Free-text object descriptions
- - -
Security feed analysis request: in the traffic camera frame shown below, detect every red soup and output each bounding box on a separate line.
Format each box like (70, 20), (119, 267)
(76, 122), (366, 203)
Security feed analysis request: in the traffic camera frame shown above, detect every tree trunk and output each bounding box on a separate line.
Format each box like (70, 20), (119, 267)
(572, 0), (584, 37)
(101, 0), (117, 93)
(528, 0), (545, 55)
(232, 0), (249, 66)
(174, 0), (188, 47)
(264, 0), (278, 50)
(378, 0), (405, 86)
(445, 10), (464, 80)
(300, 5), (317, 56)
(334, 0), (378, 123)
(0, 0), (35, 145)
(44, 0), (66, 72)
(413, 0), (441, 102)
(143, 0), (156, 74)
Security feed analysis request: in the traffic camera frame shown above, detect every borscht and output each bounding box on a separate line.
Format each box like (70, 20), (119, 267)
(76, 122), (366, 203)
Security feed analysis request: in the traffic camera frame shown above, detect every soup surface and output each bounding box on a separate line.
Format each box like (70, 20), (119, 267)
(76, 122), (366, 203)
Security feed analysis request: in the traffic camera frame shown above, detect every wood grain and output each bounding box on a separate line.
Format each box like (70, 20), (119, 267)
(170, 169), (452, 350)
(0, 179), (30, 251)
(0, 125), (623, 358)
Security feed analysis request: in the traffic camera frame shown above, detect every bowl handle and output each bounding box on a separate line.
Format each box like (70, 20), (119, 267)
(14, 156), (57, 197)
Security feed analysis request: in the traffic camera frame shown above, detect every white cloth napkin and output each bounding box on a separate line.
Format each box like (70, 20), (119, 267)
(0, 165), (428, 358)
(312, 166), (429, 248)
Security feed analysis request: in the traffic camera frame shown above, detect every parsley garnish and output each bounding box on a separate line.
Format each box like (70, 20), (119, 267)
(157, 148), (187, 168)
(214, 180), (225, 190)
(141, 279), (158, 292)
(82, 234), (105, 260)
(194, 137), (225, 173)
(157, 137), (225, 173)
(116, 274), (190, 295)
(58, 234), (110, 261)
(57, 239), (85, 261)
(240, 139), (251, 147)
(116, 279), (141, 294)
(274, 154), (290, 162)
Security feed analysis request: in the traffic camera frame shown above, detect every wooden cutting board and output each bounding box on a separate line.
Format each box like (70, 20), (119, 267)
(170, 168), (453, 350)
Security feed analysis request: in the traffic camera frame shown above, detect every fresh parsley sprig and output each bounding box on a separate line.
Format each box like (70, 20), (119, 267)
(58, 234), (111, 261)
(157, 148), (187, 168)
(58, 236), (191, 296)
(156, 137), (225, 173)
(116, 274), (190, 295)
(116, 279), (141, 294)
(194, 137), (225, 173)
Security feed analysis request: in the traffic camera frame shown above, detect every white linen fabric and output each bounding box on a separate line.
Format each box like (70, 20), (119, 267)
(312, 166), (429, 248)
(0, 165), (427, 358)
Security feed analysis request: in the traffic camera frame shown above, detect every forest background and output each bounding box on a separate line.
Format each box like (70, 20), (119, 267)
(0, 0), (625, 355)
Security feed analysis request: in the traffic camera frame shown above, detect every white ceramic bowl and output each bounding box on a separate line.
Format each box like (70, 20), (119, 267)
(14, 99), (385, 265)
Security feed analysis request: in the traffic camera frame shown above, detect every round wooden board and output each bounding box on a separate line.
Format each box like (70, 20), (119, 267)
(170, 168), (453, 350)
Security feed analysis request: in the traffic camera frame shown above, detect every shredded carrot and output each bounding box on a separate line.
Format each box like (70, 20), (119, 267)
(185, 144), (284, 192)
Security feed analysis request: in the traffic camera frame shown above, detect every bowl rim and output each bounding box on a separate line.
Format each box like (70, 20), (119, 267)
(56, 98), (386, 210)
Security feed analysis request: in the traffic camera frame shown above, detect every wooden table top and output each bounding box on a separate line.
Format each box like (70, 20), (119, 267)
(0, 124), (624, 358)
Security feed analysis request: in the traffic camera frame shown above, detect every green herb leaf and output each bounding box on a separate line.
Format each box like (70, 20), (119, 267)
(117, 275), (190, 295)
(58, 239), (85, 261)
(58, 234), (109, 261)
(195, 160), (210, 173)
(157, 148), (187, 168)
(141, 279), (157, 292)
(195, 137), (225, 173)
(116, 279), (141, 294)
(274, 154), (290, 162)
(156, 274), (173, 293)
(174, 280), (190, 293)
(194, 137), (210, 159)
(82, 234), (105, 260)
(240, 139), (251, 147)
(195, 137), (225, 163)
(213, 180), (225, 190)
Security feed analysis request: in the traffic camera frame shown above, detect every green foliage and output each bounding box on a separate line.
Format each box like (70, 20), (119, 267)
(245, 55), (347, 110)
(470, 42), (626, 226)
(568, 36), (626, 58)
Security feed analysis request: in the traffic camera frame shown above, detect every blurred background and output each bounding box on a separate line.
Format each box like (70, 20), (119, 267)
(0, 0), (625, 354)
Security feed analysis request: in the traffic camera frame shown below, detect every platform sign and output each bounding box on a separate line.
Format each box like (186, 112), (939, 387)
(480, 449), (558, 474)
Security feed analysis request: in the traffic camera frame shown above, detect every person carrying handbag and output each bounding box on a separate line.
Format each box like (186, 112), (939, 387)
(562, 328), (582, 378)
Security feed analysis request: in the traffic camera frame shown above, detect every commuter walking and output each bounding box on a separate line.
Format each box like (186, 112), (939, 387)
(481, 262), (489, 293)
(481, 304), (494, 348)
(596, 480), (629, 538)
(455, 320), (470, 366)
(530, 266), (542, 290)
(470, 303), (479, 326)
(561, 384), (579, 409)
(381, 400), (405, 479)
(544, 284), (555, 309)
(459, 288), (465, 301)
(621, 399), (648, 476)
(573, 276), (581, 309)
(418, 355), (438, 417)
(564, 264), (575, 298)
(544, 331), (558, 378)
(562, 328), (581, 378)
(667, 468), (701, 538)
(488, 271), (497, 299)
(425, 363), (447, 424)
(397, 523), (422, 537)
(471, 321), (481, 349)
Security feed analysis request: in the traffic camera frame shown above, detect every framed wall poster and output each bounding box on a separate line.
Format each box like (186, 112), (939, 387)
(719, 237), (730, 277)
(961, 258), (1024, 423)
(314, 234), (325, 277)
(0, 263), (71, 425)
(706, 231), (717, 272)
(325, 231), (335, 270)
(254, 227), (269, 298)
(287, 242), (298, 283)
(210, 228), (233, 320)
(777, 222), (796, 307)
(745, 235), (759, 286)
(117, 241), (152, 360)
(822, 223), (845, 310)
- - -
### Your objective:
Your answer should be the records above, set down exactly.

### Answer below:
Security feed analysis request: in the traffic camera frame shown below, detect every red soup and output each bounding box on a separate line.
Format each box like (70, 20), (119, 267)
(76, 122), (366, 203)
Security feed analysis request: in the traffic camera frame shown above, detect every tree trunk and output each bounding box on a separate line.
Format each box like (70, 20), (119, 267)
(572, 0), (584, 37)
(101, 0), (117, 93)
(528, 0), (545, 55)
(232, 0), (249, 66)
(174, 0), (188, 47)
(264, 0), (278, 50)
(378, 0), (405, 86)
(445, 10), (464, 80)
(300, 5), (317, 56)
(334, 0), (378, 123)
(0, 0), (35, 145)
(44, 0), (66, 72)
(413, 0), (441, 102)
(143, 0), (156, 74)
Security feed analysis request: in the traffic camera frame shown above, detect every borscht and output each bounding box on a separate line.
Format each box like (70, 20), (119, 267)
(76, 122), (366, 203)
Security feed analysis request: in the traffic camera frame shown above, detect every soup surface and output each bounding box on a separate line.
Format each box like (70, 20), (119, 267)
(76, 122), (366, 203)
Security feed analysis request: in the traffic camera frame shown above, detect every wood grain and output each bounding box on a separate line.
Format each box like (70, 20), (119, 267)
(170, 169), (452, 350)
(0, 179), (30, 251)
(0, 125), (623, 358)
Security feed analysis request: in the traffic camera frame shown above, detect every bowl handle and output each bounding box on a separate line.
Format each box like (70, 20), (119, 267)
(14, 156), (57, 197)
Security feed analysis request: in the traffic camera frame shown above, detect every white cloth napkin and output each bounding box on a separate line.
Format each box like (70, 20), (119, 267)
(0, 165), (428, 358)
(312, 166), (429, 248)
Security feed analysis request: in the traffic camera frame shown above, detect every parsley garnish and output each bounding box on a separate line.
Format each box like (70, 20), (119, 267)
(157, 148), (187, 168)
(214, 180), (225, 190)
(141, 279), (158, 292)
(82, 234), (105, 260)
(194, 137), (225, 173)
(157, 137), (225, 173)
(116, 274), (190, 295)
(58, 234), (110, 261)
(57, 239), (85, 261)
(240, 139), (251, 147)
(116, 279), (141, 294)
(274, 154), (290, 162)
Security feed analysis request: in the traffic camera frame shown above, detect every wooden cutting board and output each bounding box on a separate line.
Format each box like (70, 20), (119, 267)
(170, 168), (453, 350)
Security feed analysis request: in the traffic camera frame shown above, detect every fresh parsley sprig and output each bounding box on a separate line.
Format each box like (70, 20), (119, 267)
(58, 234), (111, 261)
(157, 148), (187, 168)
(58, 236), (191, 296)
(156, 137), (225, 173)
(116, 274), (190, 295)
(116, 279), (141, 294)
(194, 137), (225, 173)
Security feed analysis request: in the traffic camera frame shown above, detect every white linen fabric and output each bounding box on a separate line.
Format each box like (70, 20), (119, 267)
(312, 166), (429, 248)
(0, 165), (427, 358)
Security feed analysis request: in the traffic camera frame shown above, detect every forest background and output each bounding box on a separate line.
Format each box like (70, 20), (119, 267)
(0, 0), (625, 355)
Security feed analysis request: in the traffic camera frame shown above, detect every white ceramic bowl and output each bounding box on a separate line.
Format each box like (70, 20), (119, 267)
(14, 99), (385, 265)
Security feed analysis request: in the traffic camera frame shown above, detect every round wooden board and output each bounding box on a separate line.
Format each box like (70, 20), (119, 267)
(170, 168), (453, 350)
Security feed analysis request: in the traffic camera frame shown above, detect every shredded carrot and output each bounding box on a separate line.
Format each box like (70, 20), (119, 267)
(185, 144), (284, 192)
Security feed analysis request: in the traffic camera frame shown above, detect every bowl rim and output each bounding box on a separate line.
Format each box like (70, 20), (119, 267)
(56, 98), (386, 210)
Security feed analysis request: in the traffic camera frame shown above, detect every wooden table top and output each bounding box on a separate line.
Format each box like (70, 20), (119, 267)
(0, 124), (624, 358)
Security feed analysis request: in the traffic camera frame shown above, detect every green herb leaf and output each bounding box on a separate line.
Format each box like (70, 20), (119, 267)
(117, 275), (190, 295)
(58, 239), (85, 261)
(58, 234), (109, 261)
(195, 160), (210, 173)
(157, 148), (187, 168)
(141, 279), (157, 292)
(195, 137), (225, 173)
(116, 279), (141, 294)
(274, 154), (290, 162)
(156, 274), (173, 293)
(174, 280), (190, 293)
(194, 137), (210, 159)
(82, 234), (105, 260)
(240, 139), (251, 147)
(195, 137), (225, 163)
(213, 180), (225, 190)
Security feed analysis request: in the traffic camera frame shown above, detect every green foliage and output each bounding box on a separate line.
Format each box like (70, 20), (119, 267)
(245, 55), (347, 110)
(470, 42), (626, 226)
(568, 36), (626, 58)
Security feed analysis request: in the traffic camera frame shown above, detect every blurred background and output each bounding box on a separate line.
Format each box like (70, 20), (119, 267)
(0, 0), (625, 354)
Security feed analysis request: in the traffic camera frame shown below, detect every platform sign and output each bounding box on a separate line.
Format each box like (186, 112), (939, 387)
(480, 449), (558, 474)
Security feed analysis request: in the traffic camera frame shown above, detect every person carrying handbag and output each bounding box on a separate line.
Format each box like (186, 112), (939, 387)
(562, 328), (582, 378)
Security feed analysis request: in the traffic camera frame shown above, detect every commuter walking and output each bounding box on a separate line.
Format each box like (186, 112), (939, 387)
(481, 262), (489, 293)
(481, 304), (494, 348)
(596, 480), (629, 538)
(455, 320), (470, 366)
(530, 266), (542, 290)
(470, 303), (479, 326)
(561, 384), (579, 409)
(381, 400), (405, 479)
(544, 284), (555, 309)
(459, 288), (465, 301)
(621, 399), (648, 476)
(573, 276), (581, 309)
(418, 355), (438, 417)
(564, 264), (575, 298)
(544, 331), (558, 378)
(562, 328), (581, 378)
(667, 468), (701, 538)
(488, 271), (497, 299)
(425, 363), (447, 424)
(397, 523), (422, 537)
(471, 321), (481, 349)
Security feed analysis request: in the traffic camera frame shown above, detect every framed wall poster and output each bounding box on a separate line.
Format each box like (186, 112), (939, 387)
(719, 237), (730, 277)
(961, 258), (1024, 423)
(314, 234), (325, 277)
(0, 263), (71, 425)
(706, 231), (717, 272)
(325, 231), (335, 270)
(254, 227), (269, 298)
(287, 242), (298, 283)
(210, 228), (233, 320)
(777, 222), (796, 307)
(745, 235), (759, 286)
(117, 241), (152, 360)
(822, 223), (845, 310)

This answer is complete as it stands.